What you return must match the listing below exactly, minus any pictures.

--- Data to process ---

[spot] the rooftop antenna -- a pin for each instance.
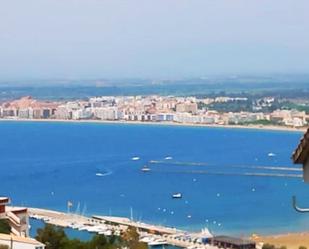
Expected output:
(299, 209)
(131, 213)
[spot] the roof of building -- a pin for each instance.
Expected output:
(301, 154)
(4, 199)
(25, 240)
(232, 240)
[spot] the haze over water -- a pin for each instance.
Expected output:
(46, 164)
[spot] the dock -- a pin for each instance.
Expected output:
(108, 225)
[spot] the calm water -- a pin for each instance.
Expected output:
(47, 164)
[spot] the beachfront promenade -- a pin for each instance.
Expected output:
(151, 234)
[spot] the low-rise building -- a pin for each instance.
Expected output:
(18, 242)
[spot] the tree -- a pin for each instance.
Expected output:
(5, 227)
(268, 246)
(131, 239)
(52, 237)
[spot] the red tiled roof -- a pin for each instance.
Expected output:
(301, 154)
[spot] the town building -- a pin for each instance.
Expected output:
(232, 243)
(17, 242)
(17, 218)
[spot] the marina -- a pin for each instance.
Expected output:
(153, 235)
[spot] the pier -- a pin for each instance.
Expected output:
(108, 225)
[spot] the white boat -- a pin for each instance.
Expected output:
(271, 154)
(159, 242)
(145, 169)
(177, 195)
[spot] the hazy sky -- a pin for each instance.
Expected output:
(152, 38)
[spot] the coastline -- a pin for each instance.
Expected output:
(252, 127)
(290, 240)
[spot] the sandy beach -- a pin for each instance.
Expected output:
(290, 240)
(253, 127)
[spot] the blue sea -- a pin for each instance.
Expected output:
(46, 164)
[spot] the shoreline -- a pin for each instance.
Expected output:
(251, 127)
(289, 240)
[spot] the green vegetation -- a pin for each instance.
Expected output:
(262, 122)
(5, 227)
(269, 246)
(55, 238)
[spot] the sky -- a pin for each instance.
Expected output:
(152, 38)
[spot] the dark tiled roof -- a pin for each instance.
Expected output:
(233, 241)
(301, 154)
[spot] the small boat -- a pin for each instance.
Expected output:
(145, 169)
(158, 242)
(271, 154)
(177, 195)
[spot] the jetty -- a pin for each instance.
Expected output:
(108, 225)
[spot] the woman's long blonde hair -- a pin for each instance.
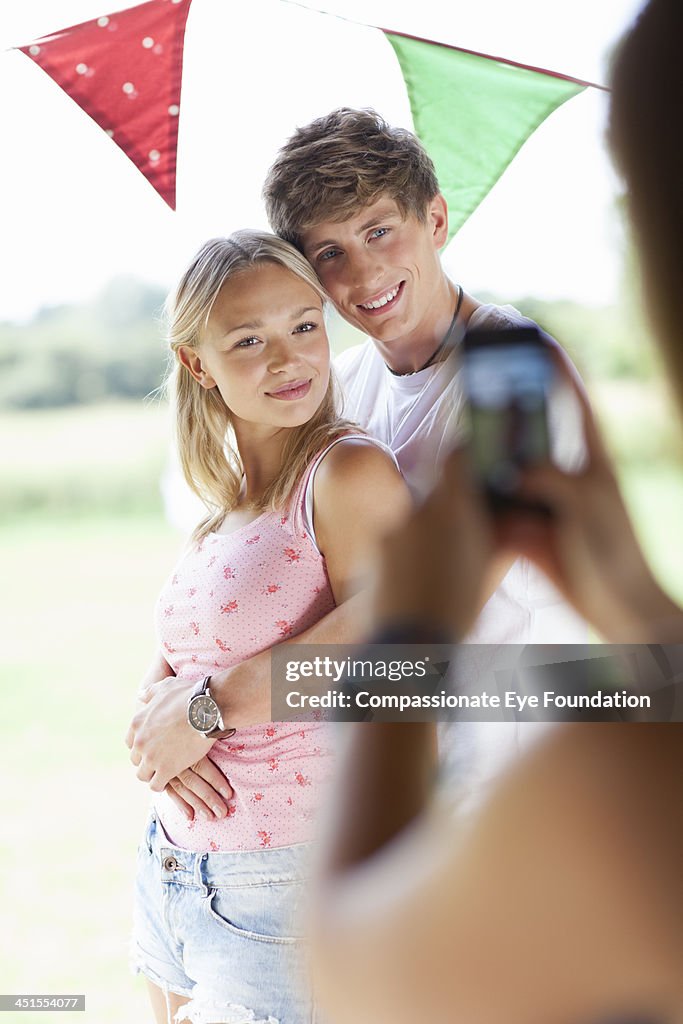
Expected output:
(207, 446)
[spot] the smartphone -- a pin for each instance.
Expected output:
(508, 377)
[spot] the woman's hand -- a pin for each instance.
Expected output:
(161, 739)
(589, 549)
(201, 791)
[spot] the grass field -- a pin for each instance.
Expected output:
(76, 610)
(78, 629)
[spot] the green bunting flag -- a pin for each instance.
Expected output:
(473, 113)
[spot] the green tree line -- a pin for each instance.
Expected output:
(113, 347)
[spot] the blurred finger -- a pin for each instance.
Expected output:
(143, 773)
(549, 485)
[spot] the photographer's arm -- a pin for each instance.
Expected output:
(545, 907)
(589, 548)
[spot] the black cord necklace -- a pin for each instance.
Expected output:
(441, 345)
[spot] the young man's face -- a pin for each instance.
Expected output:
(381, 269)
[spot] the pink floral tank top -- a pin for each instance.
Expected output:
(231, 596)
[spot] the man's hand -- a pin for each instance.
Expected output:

---

## Exercise response
[spot] the rooftop antenna -- a pin for each instance.
Expected output:
(299, 209)
(131, 213)
[spot] the roof of building -- a pin for each instance.
Expected output:
(301, 154)
(4, 199)
(25, 240)
(232, 240)
[spot] the haze over water -- a pin for each instance.
Expected output:
(46, 164)
[spot] the dock -- a pin for each instance.
Expected output:
(108, 225)
[spot] the calm water -- a pin for each instance.
Expected output:
(47, 164)
[spot] the beachfront promenade -- a pin for each instance.
Expected output:
(151, 234)
[spot] the low-rise building -- a pin for each instance.
Expected output:
(18, 242)
[spot] the tree -- a pin for each instance.
Expected output:
(5, 227)
(268, 246)
(131, 239)
(52, 237)
[spot] the red tiled roof -- a pin for each instance.
Expected output:
(301, 154)
[spot] the town building -- a pin for each instance.
Expected output:
(232, 243)
(17, 242)
(17, 218)
[spot] the marina -- a pin for each instance.
Expected output:
(153, 235)
[spot] the pier -- a pin for each instance.
Expected output:
(108, 225)
[spot] the white boat -- a pin for each instance.
Expected output:
(271, 154)
(159, 242)
(145, 169)
(177, 195)
[spot] the hazy sky -- a pin for each instance.
Expected output:
(152, 38)
[spot] the coastline -- a pin for each instance.
Expected output:
(252, 127)
(290, 240)
[spot] the sandy beach -- a pin for each instance.
Expected output:
(290, 240)
(253, 127)
[spot] the blue sea -- a pin for each instance.
Expected output:
(46, 164)
[spot] the shoreline -- a pin for each instance.
Expected output:
(251, 127)
(289, 240)
[spot] the green vegetation -- a pin for each instance.
Expected output:
(262, 122)
(5, 227)
(269, 246)
(55, 238)
[spot] the sky -- a pin for each instance.
Expected output:
(152, 38)
[spot] the dark tiled roof -- a pin for each instance.
Expected output:
(233, 241)
(301, 154)
[spot] the small boat -- a pin for each instance.
Expected output:
(145, 169)
(158, 242)
(271, 154)
(177, 195)
[spot] the jetty -- a pin for each instance.
Expected output:
(108, 225)
[spot] the woman's long blonde hair -- a pin for each instance.
Expected output:
(207, 446)
[spot] the smartphone -- a pin for each instance.
Expected output:
(508, 377)
[spot] the woman's hand -- a pin for each instance.
Expected output:
(161, 739)
(589, 549)
(201, 791)
[spot] the grass field -- a pin for each instance.
Expected output:
(76, 610)
(78, 629)
[spot] the green bunting flag -- a pin for each instance.
Expected output:
(473, 113)
[spot] the green tree line -- a pin for each instance.
Expected output:
(113, 347)
[spot] the blurred finger -- a pin for each instance.
Expected output:
(143, 773)
(549, 485)
[spot] the photographer's arm -- a pin for each instance.
Expected output:
(545, 907)
(589, 548)
[spot] the black cord necklace -- a pin for each instance.
Expected output:
(441, 345)
[spot] the young man's face -- a pin for each instance.
Expected output:
(381, 269)
[spot] the pink floral tank top -- a pin for each instance.
Expected output:
(231, 596)
[spot] the man's hand -- a pin for each instance.
Expected output:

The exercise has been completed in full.